■ **Aim**
Convert the rows in the stretch from the line containing "it: point(37, 44)." through the line containing "point(18, 25)", both ends included, into a two-column CSV headed input and output. Give one line per row, with the row's text under input and its answer under output, each in a quoted field with line breaks replaced by spaces.

-- START OF Provided records --

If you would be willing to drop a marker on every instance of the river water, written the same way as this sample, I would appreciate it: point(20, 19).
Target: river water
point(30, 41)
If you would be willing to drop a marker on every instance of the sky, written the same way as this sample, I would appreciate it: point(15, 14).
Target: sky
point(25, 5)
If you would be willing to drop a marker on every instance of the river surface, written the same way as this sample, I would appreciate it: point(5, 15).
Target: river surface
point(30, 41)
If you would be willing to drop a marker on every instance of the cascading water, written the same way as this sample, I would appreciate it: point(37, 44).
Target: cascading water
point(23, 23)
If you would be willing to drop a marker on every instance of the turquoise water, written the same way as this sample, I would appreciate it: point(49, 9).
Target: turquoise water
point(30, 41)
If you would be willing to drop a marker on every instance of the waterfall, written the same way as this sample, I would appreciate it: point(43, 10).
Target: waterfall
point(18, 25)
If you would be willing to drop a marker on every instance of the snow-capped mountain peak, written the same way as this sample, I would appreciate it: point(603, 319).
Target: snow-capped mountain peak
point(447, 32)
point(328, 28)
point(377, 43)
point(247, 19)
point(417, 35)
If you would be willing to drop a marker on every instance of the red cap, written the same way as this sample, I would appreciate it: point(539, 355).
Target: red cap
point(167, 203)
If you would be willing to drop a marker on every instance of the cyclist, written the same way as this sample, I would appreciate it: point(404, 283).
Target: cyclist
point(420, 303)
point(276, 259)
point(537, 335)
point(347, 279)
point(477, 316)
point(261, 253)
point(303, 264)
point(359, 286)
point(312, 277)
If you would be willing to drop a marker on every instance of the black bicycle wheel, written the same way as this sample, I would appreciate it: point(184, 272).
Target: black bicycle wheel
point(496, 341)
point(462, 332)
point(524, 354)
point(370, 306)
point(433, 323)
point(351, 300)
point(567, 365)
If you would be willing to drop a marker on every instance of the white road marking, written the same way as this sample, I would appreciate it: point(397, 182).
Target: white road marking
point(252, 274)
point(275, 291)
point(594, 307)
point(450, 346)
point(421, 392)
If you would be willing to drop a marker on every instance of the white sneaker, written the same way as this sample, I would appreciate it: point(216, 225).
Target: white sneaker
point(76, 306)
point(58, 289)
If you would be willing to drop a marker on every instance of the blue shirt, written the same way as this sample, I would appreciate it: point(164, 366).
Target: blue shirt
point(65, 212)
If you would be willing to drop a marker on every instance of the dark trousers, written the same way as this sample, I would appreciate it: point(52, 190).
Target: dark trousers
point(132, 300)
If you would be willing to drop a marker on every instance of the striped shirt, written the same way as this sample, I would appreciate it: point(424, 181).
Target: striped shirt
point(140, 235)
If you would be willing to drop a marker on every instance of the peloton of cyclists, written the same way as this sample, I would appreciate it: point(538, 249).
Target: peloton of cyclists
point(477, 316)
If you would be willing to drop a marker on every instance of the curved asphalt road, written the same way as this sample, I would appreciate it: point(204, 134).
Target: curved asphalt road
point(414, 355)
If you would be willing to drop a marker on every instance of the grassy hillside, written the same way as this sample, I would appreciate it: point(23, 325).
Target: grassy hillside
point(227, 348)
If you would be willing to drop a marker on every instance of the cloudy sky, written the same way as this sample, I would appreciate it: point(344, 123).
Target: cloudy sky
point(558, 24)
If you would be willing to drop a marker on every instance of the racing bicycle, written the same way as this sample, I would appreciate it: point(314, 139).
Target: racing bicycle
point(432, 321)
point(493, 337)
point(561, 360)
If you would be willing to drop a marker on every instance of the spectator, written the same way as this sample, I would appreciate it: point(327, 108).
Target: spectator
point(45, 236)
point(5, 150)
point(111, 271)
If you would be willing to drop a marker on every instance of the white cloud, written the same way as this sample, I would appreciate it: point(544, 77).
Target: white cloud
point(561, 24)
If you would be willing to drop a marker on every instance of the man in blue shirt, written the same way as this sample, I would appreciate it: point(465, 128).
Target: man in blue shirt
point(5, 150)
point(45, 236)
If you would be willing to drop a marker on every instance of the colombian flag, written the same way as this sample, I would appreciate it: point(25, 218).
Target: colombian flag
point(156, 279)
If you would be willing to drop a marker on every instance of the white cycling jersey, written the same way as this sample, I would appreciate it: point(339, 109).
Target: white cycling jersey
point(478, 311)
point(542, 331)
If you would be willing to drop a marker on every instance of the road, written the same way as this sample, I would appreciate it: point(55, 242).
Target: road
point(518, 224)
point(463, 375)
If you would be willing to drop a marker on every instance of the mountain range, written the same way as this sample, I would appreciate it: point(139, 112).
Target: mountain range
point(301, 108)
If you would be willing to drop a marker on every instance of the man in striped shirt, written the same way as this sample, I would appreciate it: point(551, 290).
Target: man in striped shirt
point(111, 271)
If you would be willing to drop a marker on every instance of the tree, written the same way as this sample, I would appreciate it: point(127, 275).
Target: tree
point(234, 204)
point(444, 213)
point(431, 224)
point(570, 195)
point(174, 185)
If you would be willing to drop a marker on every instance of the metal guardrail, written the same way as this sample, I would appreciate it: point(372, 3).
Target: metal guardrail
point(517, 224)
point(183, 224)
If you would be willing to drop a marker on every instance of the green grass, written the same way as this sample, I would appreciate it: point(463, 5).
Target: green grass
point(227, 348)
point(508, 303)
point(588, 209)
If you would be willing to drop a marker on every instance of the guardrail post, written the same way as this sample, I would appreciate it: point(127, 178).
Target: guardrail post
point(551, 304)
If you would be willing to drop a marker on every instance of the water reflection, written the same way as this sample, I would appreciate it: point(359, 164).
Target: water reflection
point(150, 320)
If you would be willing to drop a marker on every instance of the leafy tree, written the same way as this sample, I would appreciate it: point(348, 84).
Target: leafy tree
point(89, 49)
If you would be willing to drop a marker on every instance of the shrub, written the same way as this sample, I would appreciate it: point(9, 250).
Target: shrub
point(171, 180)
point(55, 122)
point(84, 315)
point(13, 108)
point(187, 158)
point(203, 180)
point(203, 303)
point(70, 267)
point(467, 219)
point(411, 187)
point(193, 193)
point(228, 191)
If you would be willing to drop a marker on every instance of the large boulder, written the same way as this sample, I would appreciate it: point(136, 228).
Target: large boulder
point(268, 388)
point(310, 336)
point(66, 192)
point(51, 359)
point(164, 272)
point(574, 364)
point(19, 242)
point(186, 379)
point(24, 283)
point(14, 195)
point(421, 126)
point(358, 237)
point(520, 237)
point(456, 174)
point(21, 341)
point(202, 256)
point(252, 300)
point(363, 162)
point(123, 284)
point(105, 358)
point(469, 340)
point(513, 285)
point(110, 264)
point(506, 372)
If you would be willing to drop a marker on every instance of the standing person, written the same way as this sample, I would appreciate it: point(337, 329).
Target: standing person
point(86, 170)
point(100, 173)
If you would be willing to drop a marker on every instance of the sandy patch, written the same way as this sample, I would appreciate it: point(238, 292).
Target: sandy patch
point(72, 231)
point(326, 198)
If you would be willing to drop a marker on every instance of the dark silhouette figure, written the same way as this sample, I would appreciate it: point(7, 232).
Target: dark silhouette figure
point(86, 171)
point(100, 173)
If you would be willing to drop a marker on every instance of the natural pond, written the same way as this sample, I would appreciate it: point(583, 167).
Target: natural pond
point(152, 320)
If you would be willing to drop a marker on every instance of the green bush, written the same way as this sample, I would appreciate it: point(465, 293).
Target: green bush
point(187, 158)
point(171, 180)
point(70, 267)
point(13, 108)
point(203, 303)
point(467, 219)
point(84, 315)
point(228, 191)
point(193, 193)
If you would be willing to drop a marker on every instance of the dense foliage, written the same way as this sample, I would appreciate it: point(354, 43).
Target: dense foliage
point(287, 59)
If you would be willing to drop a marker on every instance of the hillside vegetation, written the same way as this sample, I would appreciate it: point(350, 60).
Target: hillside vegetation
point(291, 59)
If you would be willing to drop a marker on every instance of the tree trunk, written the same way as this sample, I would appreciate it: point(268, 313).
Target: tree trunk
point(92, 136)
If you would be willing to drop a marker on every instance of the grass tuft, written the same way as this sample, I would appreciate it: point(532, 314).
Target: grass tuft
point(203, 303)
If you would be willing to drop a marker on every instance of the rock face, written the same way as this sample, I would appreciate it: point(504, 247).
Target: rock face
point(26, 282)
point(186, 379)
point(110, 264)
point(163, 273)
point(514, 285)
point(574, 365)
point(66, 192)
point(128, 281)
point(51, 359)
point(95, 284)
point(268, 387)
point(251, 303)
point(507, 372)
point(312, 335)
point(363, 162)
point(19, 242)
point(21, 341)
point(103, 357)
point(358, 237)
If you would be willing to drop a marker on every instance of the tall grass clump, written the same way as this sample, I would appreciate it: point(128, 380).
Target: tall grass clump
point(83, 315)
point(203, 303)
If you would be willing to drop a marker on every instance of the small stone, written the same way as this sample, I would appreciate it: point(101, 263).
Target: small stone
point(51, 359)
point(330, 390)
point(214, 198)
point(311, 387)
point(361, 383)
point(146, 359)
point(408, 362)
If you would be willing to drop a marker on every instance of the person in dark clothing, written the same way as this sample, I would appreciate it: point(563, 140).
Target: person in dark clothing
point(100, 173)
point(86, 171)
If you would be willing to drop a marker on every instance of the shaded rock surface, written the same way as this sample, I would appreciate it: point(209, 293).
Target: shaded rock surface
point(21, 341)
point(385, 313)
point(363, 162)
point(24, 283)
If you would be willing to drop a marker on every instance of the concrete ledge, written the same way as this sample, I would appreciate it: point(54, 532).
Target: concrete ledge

-- END OF Provided records --

■ **Answer to the task**
input,output
"If you would be willing to drop a marker on every instance of the cascading water, written the same way as this sample, I would appreciate it: point(37, 44). Target: cascading water","point(23, 23)"
"If you would be willing to drop a marker on every instance of the turquoise water, written the same way as this sample, I would appreciate it: point(49, 9). Target: turquoise water","point(30, 41)"
"If you would be willing to drop a marker on every instance of the waterfall, written the same way as this sample, I would appreciate it: point(43, 10). Target: waterfall","point(18, 25)"